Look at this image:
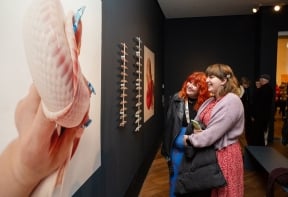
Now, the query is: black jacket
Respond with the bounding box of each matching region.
[175,142,226,196]
[161,93,185,160]
[175,123,226,197]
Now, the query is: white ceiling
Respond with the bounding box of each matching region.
[158,0,288,18]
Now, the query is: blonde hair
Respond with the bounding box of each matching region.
[206,64,240,96]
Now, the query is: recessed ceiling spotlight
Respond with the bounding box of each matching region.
[252,8,258,13]
[274,5,281,12]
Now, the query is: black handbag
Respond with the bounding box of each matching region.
[175,146,227,195]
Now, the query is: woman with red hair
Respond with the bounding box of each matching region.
[161,72,209,197]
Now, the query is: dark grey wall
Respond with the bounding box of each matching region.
[75,0,288,197]
[164,6,288,98]
[164,16,257,96]
[75,0,164,197]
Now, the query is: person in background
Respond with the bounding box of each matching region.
[252,74,274,146]
[240,77,253,145]
[161,72,209,197]
[183,64,245,197]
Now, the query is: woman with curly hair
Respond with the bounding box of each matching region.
[183,64,245,197]
[161,72,210,197]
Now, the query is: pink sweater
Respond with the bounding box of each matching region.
[189,93,245,149]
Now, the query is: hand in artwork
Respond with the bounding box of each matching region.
[0,85,89,196]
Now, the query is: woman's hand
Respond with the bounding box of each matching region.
[0,85,88,196]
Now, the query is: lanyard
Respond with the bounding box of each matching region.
[185,99,190,124]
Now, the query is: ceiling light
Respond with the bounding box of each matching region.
[252,8,258,13]
[274,5,281,12]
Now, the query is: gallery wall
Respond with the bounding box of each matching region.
[74,0,164,197]
[75,0,287,196]
[164,6,288,100]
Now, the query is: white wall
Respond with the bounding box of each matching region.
[0,0,102,196]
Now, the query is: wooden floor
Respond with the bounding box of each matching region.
[139,113,288,197]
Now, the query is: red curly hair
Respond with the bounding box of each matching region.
[179,72,210,111]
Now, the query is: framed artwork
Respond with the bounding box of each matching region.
[0,0,102,197]
[143,46,155,122]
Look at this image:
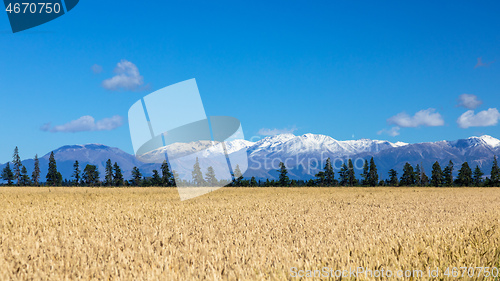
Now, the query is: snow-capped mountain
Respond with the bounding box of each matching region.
[0,134,500,182]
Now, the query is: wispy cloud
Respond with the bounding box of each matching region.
[457,108,500,129]
[257,126,297,136]
[102,60,144,91]
[377,126,401,137]
[474,57,493,68]
[457,94,483,109]
[40,115,123,133]
[387,108,444,128]
[90,64,102,74]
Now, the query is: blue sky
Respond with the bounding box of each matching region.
[0,0,500,163]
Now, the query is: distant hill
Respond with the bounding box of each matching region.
[0,134,500,183]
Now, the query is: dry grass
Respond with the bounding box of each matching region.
[0,187,500,280]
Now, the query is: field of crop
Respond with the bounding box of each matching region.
[0,187,500,280]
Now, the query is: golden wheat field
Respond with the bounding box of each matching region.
[0,187,500,280]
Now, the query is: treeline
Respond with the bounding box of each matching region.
[0,147,175,187]
[0,147,500,187]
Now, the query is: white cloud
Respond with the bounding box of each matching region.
[457,108,500,129]
[40,115,123,133]
[377,126,401,137]
[257,126,297,136]
[91,64,102,74]
[474,57,493,68]
[387,108,444,128]
[102,60,144,91]
[457,94,483,109]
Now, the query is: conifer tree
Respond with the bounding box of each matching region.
[45,151,62,186]
[278,162,290,186]
[347,159,357,186]
[161,160,175,187]
[12,146,22,186]
[361,159,370,186]
[233,164,243,186]
[113,162,123,186]
[339,163,349,186]
[20,165,31,186]
[82,164,99,186]
[205,166,218,186]
[2,162,14,185]
[443,160,453,186]
[389,169,399,186]
[31,154,40,186]
[472,165,484,186]
[72,160,80,186]
[368,157,378,186]
[431,161,443,187]
[325,158,335,186]
[132,167,142,186]
[415,164,422,186]
[420,172,429,186]
[151,170,162,186]
[191,157,205,186]
[399,162,415,186]
[104,159,113,186]
[458,162,472,186]
[250,177,259,187]
[490,155,500,186]
[314,168,325,186]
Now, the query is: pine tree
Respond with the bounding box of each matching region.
[472,165,484,186]
[233,164,243,186]
[420,172,429,186]
[399,162,415,186]
[490,156,500,186]
[443,160,453,186]
[45,151,62,186]
[82,164,99,186]
[161,160,175,187]
[71,160,80,186]
[132,167,142,186]
[458,162,472,186]
[325,158,335,186]
[104,159,113,186]
[314,168,325,186]
[389,169,399,186]
[347,159,356,186]
[278,162,290,186]
[151,170,162,186]
[113,162,123,186]
[415,164,422,186]
[339,163,349,186]
[368,157,378,186]
[20,165,31,186]
[191,157,205,186]
[205,166,218,186]
[250,177,259,187]
[31,154,40,186]
[2,162,14,185]
[361,159,370,186]
[431,161,443,187]
[12,146,22,186]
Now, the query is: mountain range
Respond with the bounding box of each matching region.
[0,134,500,180]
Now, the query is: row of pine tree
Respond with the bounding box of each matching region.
[0,147,500,187]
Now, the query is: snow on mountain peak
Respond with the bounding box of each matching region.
[479,135,500,148]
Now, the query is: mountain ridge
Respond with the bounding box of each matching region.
[0,134,500,182]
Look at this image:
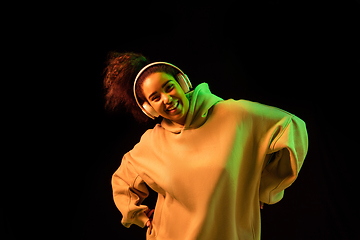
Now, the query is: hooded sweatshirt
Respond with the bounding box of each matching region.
[112,83,308,240]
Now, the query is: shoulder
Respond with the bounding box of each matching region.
[216,99,262,115]
[216,99,293,119]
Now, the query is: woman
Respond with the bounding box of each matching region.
[104,53,308,240]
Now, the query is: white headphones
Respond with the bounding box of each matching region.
[133,62,192,119]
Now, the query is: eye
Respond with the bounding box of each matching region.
[165,84,174,92]
[151,95,160,102]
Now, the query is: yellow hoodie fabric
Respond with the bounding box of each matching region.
[112,83,308,240]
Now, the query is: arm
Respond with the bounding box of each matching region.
[260,114,308,204]
[111,154,149,228]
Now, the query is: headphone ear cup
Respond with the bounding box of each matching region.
[143,102,159,119]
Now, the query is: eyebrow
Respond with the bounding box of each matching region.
[149,80,172,99]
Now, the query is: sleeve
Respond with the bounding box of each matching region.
[259,108,308,204]
[111,154,149,228]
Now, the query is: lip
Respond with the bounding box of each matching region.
[166,101,179,113]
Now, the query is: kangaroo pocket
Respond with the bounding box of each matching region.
[146,194,165,240]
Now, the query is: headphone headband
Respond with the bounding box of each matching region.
[133,62,192,119]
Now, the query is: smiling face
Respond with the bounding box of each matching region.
[142,72,189,125]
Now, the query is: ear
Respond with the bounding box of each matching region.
[143,102,160,119]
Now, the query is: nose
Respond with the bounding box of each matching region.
[163,94,172,104]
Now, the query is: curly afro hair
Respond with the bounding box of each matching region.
[104,52,179,122]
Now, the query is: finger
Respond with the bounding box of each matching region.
[146,209,155,218]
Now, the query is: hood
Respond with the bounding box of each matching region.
[161,83,223,133]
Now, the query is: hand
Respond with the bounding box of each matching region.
[144,209,155,227]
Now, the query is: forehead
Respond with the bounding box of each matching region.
[142,72,175,94]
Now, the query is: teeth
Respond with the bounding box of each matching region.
[168,102,178,111]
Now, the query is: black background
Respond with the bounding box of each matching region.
[2,1,360,240]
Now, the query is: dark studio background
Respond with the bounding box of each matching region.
[2,1,360,240]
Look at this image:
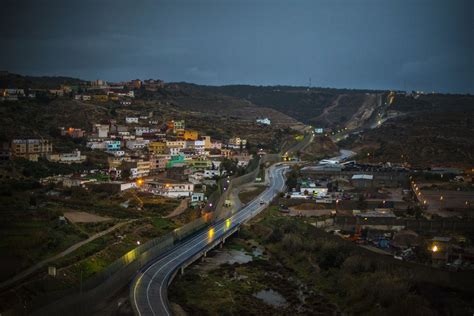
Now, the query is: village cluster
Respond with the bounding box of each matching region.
[5,113,258,201]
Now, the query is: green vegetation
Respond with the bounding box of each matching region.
[239,185,266,204]
[0,209,87,280]
[170,206,474,315]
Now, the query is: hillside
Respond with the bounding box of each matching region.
[339,95,474,168]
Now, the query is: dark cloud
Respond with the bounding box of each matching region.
[0,0,474,93]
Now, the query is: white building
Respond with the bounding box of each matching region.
[94,124,109,138]
[46,150,87,164]
[147,182,194,198]
[135,126,150,136]
[300,183,328,197]
[203,169,223,179]
[125,117,138,124]
[194,140,206,155]
[257,117,272,125]
[126,138,150,150]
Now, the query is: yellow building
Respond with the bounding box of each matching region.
[201,136,212,149]
[148,142,167,155]
[11,139,53,161]
[92,94,109,102]
[183,131,199,140]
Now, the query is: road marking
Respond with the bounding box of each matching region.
[133,167,287,316]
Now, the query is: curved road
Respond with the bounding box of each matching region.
[130,165,288,316]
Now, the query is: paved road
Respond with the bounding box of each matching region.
[0,219,136,289]
[130,165,288,316]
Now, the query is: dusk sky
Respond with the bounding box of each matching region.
[0,0,474,93]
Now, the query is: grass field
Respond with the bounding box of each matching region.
[169,206,474,315]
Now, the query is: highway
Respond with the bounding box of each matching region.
[130,165,288,316]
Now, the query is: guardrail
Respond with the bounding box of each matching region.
[25,154,280,315]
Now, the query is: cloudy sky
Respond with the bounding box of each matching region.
[0,0,474,93]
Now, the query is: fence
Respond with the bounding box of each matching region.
[334,216,474,233]
[27,155,279,315]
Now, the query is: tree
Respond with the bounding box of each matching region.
[357,194,367,210]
• • • •
Brief: Reproduce verbatim every line of the items between the line containing "Now, the query is: yellow hoodie fabric" and the line containing "[149,80,172,99]", inclusive.

The output:
Now, the query is: yellow hoodie fabric
Respond with the bounding box of each matching region.
[112,83,308,240]
Now, the query is: arm
Respond with the bounding box of each matching region.
[260,114,308,204]
[111,154,149,228]
Now, the query is: headphone ear cup
Respond with the bounding box of each matching region.
[143,102,159,119]
Now, the query is: eyebrow
Respond with the bounding box of each matching region.
[149,80,172,99]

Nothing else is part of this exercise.